* Texte source:
══════════

Delia, d’origine espagnole, a le teint mat et les cheveux foncés de son pays natal. Optimisme inaltérable, pointe d’idéalisme, peut être tire-t-elle son enthousiasme des marches auxquelles elle a déjà participée à Madrid. Cette ancienne médiatrice familiale a arrêté de travailler pour se consacrer à plein temps aux actions des Indignés. Sur fond de music lounge, tous trois s’interrogent sur la faible mobilisation du mouvement depuis plusieurs semaines. « Le froid empêche toute action en extérieur et la distance démotive les membres dont beaucoup vivent en banlieue » regrette Délia. Marie-Ange attribue plutôt la démotivation à la crainte de la répression policière. Cette petite femme discrète est elle aussi une indignée à temps complet. Comment gagne-t-elle sa vie ? Elle ne le dira pas « pour ne pas créer de stéréotypes sur les Indignés ». Son visage s’anime et son ton devient incisif, lorsqu’elle raconte, lèvres crispées, comment les CRS les ont délogés devant la grande arche de La Défense le 4 novembre : « les huit à neuf charges successives et sans sommations », les « coups de matraques » et les « sale pute » des forces de l’ordre, face aux indignés qui tentaient de dépliaient leurs tentes sur le parvis.

La discussion des rebelles pacifistes prend une tournure militaire…

Délia recentre sur l’ordre de jour. « Une marche se prépare trois mois à l’avance car il faudra ensuite préparer le terrain et constituer des AG dans les villes à traverser » annonce-t-elle. Penchée sur un minuscule plan, elle a chaussé des lunettes tout aussi microscopiques. Traçant au crayon à papier un itinéraire autour de Paris, elle imagine les étapes, compte les kilomètres. « A quelle vitesse on marchait en moyenne en Espagne ? » demande-t-elle à Marie-Ange. « Vite » répond laconiquement l’intéressée. A peine évoqués, rarement tranchés, les trois conjurés survolent ces préparatifs sans prise de note. « 35 km ! C’est la longueur totale du boulevard périphérique », s’exclame Pierre, après avoir consulté son téléphone portable, heureux de contribuer enfin au débat. Pierre lui a un emploi, et a profité d’un congé pour venir aider ponctuellement les Indignés. Chaussures vernies, chemise à rayure, rasé de près : pas vraiment le stéréotype de l’insurgé. Les autres conservent leur distance avec ce désobéissant en costume. La discussion des rebelles pacifistes prend une tournure militaire : « Il nous faudra aussi des camions pour entasser le matériel et les bagages » enchaîne Délia. « Le frère de Mathias a un camion », réfléchit Marie-Ange à voix haute. « Il ne faudra pas non plus négliger la sécurité car ces marches attirent beaucoup de SDF et d’alcool », prévient Délia.

« Je ne suis même pas sûr que la marche pourra avoir lieu » lâche Délia, dans un moment de découragement. Même le patron du café, qui soutient patiemment le mouvement depuis le premier jour, annonce la fermeture de l’établissement. Dehors sous l’averse, chacun repart, de son côté. Le dernier « On se tient au courant ? » reste sans réponse.

══════════

* Données extraites:

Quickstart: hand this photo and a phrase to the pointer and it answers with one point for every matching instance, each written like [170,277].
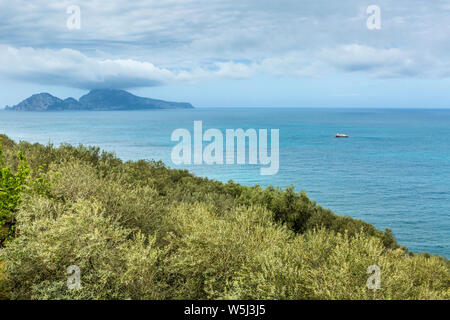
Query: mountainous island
[95,100]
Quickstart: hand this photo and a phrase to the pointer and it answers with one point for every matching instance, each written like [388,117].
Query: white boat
[341,135]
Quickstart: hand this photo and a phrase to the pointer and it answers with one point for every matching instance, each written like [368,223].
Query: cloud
[148,42]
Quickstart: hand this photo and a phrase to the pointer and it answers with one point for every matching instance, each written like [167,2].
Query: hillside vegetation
[138,230]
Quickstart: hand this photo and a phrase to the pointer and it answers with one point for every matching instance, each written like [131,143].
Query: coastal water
[394,170]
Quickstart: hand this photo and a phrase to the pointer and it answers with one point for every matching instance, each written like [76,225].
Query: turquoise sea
[394,170]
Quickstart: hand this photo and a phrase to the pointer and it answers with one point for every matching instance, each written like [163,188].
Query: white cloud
[147,43]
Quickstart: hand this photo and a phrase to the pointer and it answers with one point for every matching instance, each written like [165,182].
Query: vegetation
[138,230]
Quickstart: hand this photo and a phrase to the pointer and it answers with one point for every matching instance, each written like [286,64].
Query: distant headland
[96,100]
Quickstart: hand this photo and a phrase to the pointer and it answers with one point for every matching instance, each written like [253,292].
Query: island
[95,100]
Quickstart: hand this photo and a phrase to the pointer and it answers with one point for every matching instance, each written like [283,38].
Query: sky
[230,53]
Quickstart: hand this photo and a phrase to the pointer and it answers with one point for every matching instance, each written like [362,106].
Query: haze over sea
[393,172]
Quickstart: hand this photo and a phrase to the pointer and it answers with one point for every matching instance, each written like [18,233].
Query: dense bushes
[141,231]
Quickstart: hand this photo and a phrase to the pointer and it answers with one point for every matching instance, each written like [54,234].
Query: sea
[393,171]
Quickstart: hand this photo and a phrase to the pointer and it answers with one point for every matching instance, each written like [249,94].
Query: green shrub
[138,230]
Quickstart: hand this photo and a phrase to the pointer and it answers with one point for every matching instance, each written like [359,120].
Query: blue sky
[286,53]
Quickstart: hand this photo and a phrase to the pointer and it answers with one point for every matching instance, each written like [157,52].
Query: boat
[341,135]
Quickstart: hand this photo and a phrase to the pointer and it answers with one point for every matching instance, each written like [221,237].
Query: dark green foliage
[143,231]
[11,187]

══════════

* À faire: Relevez, s'il vous plaît, tous les prénoms de personnes qui figurent dans le texte source.

* Réponse: Délia, Marie-Ange, Pierre, Mathias